GIVEN EXERCISE 1
Please rewrite all of the rows below with "innermost point" replaced by "central point" everywhere it occurs. Leave everything else in the rows unchanged.

SOURCE EXTRACT
Member of the U.S. House of Representatives from South Carolina's 9th district
- In office March 4, 1815 – October 21, 1816
- Preceded by: John Kershaw
- Succeeded by: Stephen D. Miller

Member of the South Carolina House of Representatives
- In office 1818 – 1821

Personal details
- Born: March 8, 1765 Charleston, Province of South Carolina, British America
- Died: January 23, 1832 (aged 66) Stateburg, South Carolina, U.S.
- Party: Democratic-Republican
- Profession: planter

= William Mayrant =

American politician

William Mayrant (March 8, 1765 – January 23, 1832) was a U.S. Representative from South Carolina.

EXTRACTED INFORMATION

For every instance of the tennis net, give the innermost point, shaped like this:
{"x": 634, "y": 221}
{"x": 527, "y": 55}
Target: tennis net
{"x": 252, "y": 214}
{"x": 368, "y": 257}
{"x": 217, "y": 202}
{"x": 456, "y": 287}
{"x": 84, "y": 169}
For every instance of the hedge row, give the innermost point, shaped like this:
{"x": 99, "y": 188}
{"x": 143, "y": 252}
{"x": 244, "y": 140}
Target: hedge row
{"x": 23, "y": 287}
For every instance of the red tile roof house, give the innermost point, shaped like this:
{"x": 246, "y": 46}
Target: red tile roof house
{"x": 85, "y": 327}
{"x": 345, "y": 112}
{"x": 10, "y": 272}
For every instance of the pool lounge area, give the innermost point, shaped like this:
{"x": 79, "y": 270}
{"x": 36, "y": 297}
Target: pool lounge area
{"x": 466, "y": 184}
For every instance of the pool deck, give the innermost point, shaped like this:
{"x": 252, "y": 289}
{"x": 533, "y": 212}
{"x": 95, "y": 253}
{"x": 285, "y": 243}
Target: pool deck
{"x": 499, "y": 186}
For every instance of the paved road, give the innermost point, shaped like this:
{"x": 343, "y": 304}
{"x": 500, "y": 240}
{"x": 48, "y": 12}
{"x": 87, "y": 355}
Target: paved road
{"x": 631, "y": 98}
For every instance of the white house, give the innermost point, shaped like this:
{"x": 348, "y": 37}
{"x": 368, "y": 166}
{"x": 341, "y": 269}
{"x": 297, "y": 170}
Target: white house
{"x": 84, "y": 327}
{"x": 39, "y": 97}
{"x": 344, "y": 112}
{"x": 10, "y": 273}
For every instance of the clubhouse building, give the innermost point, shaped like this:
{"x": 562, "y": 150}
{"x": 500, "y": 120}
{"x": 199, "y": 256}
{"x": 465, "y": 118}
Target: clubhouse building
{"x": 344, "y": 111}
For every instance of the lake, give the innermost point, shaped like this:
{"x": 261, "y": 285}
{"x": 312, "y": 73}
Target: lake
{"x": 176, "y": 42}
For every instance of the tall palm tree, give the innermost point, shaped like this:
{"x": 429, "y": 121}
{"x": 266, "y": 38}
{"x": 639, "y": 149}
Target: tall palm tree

GIVEN EXERCISE 2
Reproduce the William Mayrant text above word for word, from "- Party: Democratic-Republican" to "from South Carolina.".

WRITTEN RESPONSE 1
For every instance of the tennis net, give the central point, shaped like this:
{"x": 634, "y": 221}
{"x": 527, "y": 55}
Target: tennis net
{"x": 252, "y": 214}
{"x": 368, "y": 257}
{"x": 217, "y": 202}
{"x": 456, "y": 287}
{"x": 84, "y": 169}
For every instance of the hedge row, give the central point, shaped like this:
{"x": 99, "y": 188}
{"x": 143, "y": 252}
{"x": 244, "y": 140}
Target: hedge row
{"x": 23, "y": 287}
For every instance of the red tile roof house, give the central point, shaped like this:
{"x": 246, "y": 46}
Target: red tile roof house
{"x": 85, "y": 327}
{"x": 345, "y": 112}
{"x": 10, "y": 272}
For every instance of the pool lounge area, give the central point, shaped like this:
{"x": 79, "y": 270}
{"x": 36, "y": 297}
Target: pool lounge area
{"x": 466, "y": 184}
For every instance of the pool deck, give the central point, shaped like this:
{"x": 252, "y": 289}
{"x": 533, "y": 212}
{"x": 95, "y": 253}
{"x": 285, "y": 243}
Target: pool deck
{"x": 499, "y": 186}
For every instance of the paved road, give the central point, shaped like this:
{"x": 343, "y": 304}
{"x": 500, "y": 240}
{"x": 48, "y": 12}
{"x": 87, "y": 355}
Target: paved road
{"x": 631, "y": 98}
For every instance of the white house, give the central point, shaped like this:
{"x": 348, "y": 37}
{"x": 368, "y": 166}
{"x": 341, "y": 269}
{"x": 297, "y": 170}
Target: white house
{"x": 84, "y": 327}
{"x": 39, "y": 97}
{"x": 344, "y": 112}
{"x": 10, "y": 273}
For every instance of the clubhouse building, give the central point, shaped like this:
{"x": 562, "y": 150}
{"x": 500, "y": 120}
{"x": 199, "y": 256}
{"x": 465, "y": 118}
Target: clubhouse building
{"x": 344, "y": 111}
For every instance of the lake, give the central point, shaped like this:
{"x": 261, "y": 285}
{"x": 312, "y": 73}
Target: lake
{"x": 176, "y": 42}
For every instance of the tall palm tree, give the central point, shaped like this:
{"x": 429, "y": 121}
{"x": 266, "y": 38}
{"x": 639, "y": 149}
Target: tall palm tree

WRITTEN RESPONSE 2
- Party: Democratic-Republican
- Profession: planter

= William Mayrant =

American politician

William Mayrant (March 8, 1765 – January 23, 1832) was a U.S. Representative from South Carolina.